▶ **Exercise directions**
Find each line in the records that contains the word "herb", and copy those lines.

▶ **Dataset**
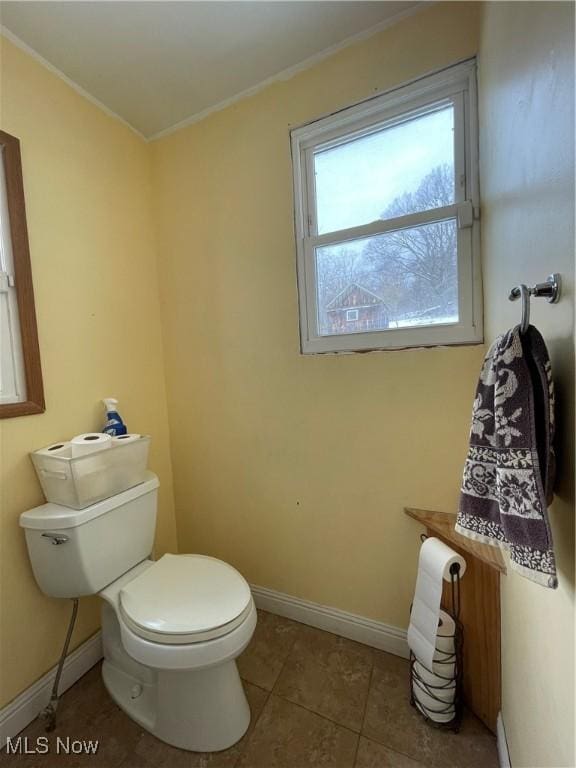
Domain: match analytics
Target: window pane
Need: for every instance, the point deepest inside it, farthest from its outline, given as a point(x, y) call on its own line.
point(399, 279)
point(398, 170)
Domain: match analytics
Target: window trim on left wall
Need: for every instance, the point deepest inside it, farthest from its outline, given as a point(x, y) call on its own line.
point(21, 282)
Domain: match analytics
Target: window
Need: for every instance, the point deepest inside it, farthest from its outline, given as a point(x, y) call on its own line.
point(386, 220)
point(21, 390)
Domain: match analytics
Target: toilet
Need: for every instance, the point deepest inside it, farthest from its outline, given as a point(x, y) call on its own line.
point(171, 629)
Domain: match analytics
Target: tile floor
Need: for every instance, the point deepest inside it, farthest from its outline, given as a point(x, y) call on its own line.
point(316, 700)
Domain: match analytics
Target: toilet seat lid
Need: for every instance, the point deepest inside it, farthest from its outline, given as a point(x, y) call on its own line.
point(185, 598)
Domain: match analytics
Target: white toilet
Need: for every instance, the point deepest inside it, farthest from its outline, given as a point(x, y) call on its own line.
point(171, 629)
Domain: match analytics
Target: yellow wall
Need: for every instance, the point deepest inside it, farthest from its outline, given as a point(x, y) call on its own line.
point(296, 469)
point(87, 185)
point(527, 167)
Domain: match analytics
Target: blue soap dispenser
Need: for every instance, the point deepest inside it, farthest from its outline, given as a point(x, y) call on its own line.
point(114, 425)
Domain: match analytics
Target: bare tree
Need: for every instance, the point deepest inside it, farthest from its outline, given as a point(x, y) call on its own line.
point(413, 270)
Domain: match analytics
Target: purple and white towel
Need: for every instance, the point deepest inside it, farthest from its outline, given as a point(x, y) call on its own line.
point(509, 470)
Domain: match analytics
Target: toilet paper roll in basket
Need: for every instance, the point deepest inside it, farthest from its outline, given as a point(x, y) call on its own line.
point(434, 564)
point(56, 449)
point(90, 442)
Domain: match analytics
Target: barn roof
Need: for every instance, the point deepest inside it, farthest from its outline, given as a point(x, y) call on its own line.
point(354, 295)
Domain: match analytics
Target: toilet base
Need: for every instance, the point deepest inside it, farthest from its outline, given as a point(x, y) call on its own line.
point(201, 711)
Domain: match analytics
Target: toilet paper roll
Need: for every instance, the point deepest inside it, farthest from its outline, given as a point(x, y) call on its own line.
point(434, 564)
point(129, 438)
point(90, 442)
point(444, 659)
point(442, 684)
point(439, 712)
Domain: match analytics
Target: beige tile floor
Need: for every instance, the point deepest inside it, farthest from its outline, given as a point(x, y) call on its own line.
point(316, 700)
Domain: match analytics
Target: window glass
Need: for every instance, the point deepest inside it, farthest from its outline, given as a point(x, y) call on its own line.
point(381, 175)
point(400, 279)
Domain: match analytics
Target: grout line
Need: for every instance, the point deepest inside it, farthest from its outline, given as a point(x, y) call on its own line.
point(272, 690)
point(252, 725)
point(365, 708)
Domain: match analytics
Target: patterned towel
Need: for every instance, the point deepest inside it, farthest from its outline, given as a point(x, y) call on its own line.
point(509, 470)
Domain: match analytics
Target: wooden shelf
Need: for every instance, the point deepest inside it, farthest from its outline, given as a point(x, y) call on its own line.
point(442, 523)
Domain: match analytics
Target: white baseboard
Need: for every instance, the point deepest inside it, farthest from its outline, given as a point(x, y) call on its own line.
point(14, 717)
point(503, 754)
point(354, 627)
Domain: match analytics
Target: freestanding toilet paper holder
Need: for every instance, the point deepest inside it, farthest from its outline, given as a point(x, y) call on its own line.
point(437, 693)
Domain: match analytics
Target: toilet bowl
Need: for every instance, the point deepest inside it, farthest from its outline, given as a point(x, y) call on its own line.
point(169, 657)
point(171, 629)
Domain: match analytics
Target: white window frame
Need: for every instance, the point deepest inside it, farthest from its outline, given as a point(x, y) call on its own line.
point(455, 85)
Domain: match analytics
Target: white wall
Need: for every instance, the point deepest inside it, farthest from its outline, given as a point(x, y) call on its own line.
point(527, 186)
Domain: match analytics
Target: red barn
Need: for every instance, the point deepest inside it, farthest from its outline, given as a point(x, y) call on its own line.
point(357, 309)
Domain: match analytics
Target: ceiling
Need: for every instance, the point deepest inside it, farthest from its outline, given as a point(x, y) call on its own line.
point(157, 64)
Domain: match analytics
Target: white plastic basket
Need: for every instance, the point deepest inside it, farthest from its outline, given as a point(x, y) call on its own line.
point(83, 480)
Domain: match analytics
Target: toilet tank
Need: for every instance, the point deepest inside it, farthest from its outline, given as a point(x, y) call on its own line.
point(79, 552)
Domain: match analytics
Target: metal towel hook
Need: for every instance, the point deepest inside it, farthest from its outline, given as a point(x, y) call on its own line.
point(550, 290)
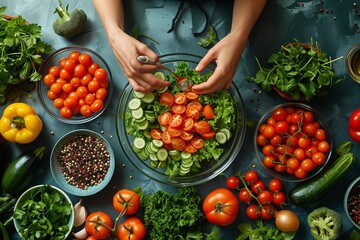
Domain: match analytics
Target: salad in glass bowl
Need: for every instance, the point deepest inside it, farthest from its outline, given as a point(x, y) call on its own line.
point(181, 138)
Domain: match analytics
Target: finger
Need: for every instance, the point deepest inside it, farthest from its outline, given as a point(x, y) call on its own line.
point(204, 62)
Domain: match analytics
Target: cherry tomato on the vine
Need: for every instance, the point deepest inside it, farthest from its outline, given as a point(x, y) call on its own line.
point(233, 182)
point(221, 207)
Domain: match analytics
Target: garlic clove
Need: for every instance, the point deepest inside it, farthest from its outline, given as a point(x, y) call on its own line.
point(80, 214)
point(82, 234)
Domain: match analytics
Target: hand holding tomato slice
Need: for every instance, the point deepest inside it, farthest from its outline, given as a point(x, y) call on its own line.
point(221, 207)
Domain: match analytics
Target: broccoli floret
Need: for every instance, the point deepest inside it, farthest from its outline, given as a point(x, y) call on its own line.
point(325, 224)
point(69, 24)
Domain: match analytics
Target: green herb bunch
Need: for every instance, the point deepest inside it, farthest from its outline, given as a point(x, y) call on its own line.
point(299, 70)
point(177, 216)
point(20, 49)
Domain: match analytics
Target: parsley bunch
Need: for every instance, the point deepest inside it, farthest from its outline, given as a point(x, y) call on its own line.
point(173, 217)
point(20, 49)
point(298, 70)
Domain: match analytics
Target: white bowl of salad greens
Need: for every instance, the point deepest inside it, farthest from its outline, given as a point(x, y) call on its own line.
point(169, 141)
point(44, 212)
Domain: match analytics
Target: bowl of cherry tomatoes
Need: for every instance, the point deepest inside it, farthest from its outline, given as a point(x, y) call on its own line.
point(76, 85)
point(293, 142)
point(179, 138)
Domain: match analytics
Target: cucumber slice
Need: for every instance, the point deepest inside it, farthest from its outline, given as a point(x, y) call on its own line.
point(143, 124)
point(137, 113)
point(157, 143)
point(163, 89)
point(162, 154)
point(159, 74)
point(139, 94)
point(134, 103)
point(139, 143)
point(220, 137)
point(148, 98)
point(227, 133)
point(185, 155)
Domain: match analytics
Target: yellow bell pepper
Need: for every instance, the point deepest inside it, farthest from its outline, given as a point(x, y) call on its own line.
point(20, 123)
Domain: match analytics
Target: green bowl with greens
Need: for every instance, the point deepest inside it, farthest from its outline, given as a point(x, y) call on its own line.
point(160, 158)
point(44, 210)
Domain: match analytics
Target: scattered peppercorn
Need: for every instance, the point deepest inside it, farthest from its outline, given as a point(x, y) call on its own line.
point(84, 161)
point(353, 204)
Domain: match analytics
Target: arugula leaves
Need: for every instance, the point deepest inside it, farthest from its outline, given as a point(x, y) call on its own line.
point(262, 232)
point(20, 55)
point(298, 70)
point(43, 215)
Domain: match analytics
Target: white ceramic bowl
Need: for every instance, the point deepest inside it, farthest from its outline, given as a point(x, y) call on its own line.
point(25, 196)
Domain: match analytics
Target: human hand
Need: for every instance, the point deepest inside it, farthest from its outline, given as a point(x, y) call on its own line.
point(126, 50)
point(226, 53)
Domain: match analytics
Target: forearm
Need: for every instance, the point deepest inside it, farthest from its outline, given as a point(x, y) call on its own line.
point(111, 14)
point(245, 15)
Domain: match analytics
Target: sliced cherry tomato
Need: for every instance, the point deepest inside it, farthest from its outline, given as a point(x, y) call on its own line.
point(186, 136)
point(178, 144)
point(174, 132)
point(176, 120)
point(197, 142)
point(164, 118)
point(202, 127)
point(178, 108)
point(156, 133)
point(209, 112)
point(166, 137)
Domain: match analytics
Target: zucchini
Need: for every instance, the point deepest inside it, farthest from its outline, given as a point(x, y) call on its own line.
point(315, 188)
point(21, 171)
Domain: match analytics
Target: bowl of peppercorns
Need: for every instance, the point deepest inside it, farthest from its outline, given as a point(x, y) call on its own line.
point(82, 162)
point(351, 202)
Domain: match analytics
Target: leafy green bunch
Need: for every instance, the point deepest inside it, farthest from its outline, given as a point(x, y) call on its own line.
point(300, 70)
point(20, 49)
point(177, 216)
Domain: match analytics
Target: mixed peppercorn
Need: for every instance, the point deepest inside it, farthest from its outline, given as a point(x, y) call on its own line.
point(353, 204)
point(84, 161)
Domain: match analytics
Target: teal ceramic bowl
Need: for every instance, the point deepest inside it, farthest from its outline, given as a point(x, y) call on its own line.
point(57, 168)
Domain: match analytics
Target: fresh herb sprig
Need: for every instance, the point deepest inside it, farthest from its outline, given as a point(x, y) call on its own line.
point(44, 214)
point(262, 232)
point(298, 70)
point(20, 56)
point(177, 216)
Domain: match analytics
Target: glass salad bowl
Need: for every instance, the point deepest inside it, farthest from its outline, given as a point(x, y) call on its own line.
point(81, 87)
point(151, 147)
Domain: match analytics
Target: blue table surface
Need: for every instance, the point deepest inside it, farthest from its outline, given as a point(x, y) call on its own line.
point(333, 24)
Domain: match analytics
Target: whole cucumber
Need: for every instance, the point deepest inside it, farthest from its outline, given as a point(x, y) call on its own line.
point(313, 189)
point(21, 171)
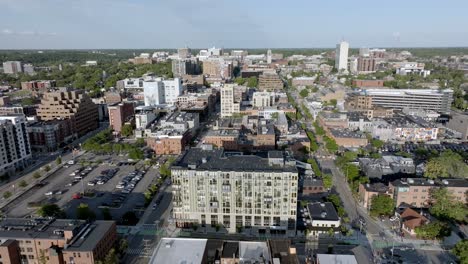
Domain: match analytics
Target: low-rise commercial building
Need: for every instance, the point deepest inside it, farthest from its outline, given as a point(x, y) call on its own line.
point(56, 240)
point(323, 218)
point(416, 191)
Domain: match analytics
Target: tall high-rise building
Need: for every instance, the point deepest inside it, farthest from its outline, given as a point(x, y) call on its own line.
point(269, 56)
point(182, 67)
point(229, 105)
point(75, 105)
point(14, 144)
point(119, 114)
point(341, 56)
point(184, 53)
point(250, 191)
point(12, 67)
point(158, 91)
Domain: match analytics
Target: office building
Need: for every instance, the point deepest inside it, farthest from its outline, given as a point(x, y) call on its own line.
point(341, 56)
point(12, 67)
point(262, 99)
point(184, 53)
point(160, 91)
point(427, 99)
point(366, 65)
point(56, 241)
point(119, 114)
point(270, 81)
point(211, 187)
point(183, 67)
point(229, 104)
point(75, 105)
point(323, 218)
point(38, 85)
point(14, 144)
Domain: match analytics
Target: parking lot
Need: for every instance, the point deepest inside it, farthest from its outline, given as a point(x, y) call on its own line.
point(63, 189)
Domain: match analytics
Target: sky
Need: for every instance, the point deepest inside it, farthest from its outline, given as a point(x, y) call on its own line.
point(158, 24)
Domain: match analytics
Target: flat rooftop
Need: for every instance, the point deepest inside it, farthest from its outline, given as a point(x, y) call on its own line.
point(179, 251)
point(218, 160)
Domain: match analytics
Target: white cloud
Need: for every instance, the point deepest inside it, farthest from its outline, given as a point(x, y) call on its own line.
point(27, 33)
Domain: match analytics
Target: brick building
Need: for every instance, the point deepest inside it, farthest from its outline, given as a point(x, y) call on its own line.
point(119, 114)
point(70, 104)
point(55, 241)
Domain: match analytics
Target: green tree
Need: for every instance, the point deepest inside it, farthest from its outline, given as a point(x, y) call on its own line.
point(136, 154)
point(382, 205)
point(110, 258)
point(106, 214)
point(129, 218)
point(461, 251)
point(448, 164)
point(304, 93)
point(445, 206)
point(22, 184)
point(84, 212)
point(327, 181)
point(434, 230)
point(127, 130)
point(51, 210)
point(252, 82)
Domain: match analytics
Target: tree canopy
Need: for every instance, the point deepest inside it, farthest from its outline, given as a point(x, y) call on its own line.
point(445, 206)
point(382, 205)
point(51, 210)
point(448, 164)
point(434, 230)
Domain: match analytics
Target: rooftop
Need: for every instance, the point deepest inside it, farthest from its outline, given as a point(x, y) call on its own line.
point(218, 160)
point(425, 182)
point(322, 211)
point(179, 250)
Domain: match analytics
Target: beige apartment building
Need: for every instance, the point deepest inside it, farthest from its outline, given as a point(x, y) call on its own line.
point(211, 187)
point(55, 241)
point(416, 191)
point(270, 81)
point(75, 105)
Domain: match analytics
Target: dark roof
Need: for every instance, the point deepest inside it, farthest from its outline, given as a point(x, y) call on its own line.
point(230, 249)
point(322, 211)
point(88, 240)
point(280, 248)
point(22, 228)
point(217, 160)
point(425, 182)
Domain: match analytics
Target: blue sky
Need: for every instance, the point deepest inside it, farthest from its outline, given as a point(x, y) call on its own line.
point(93, 24)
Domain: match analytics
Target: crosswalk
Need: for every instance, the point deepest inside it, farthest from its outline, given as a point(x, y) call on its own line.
point(137, 251)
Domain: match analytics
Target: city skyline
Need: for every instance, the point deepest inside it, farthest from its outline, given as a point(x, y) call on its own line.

▶ **Solution to this problem**
Target: green herb bunch
Target: fresh herb sprig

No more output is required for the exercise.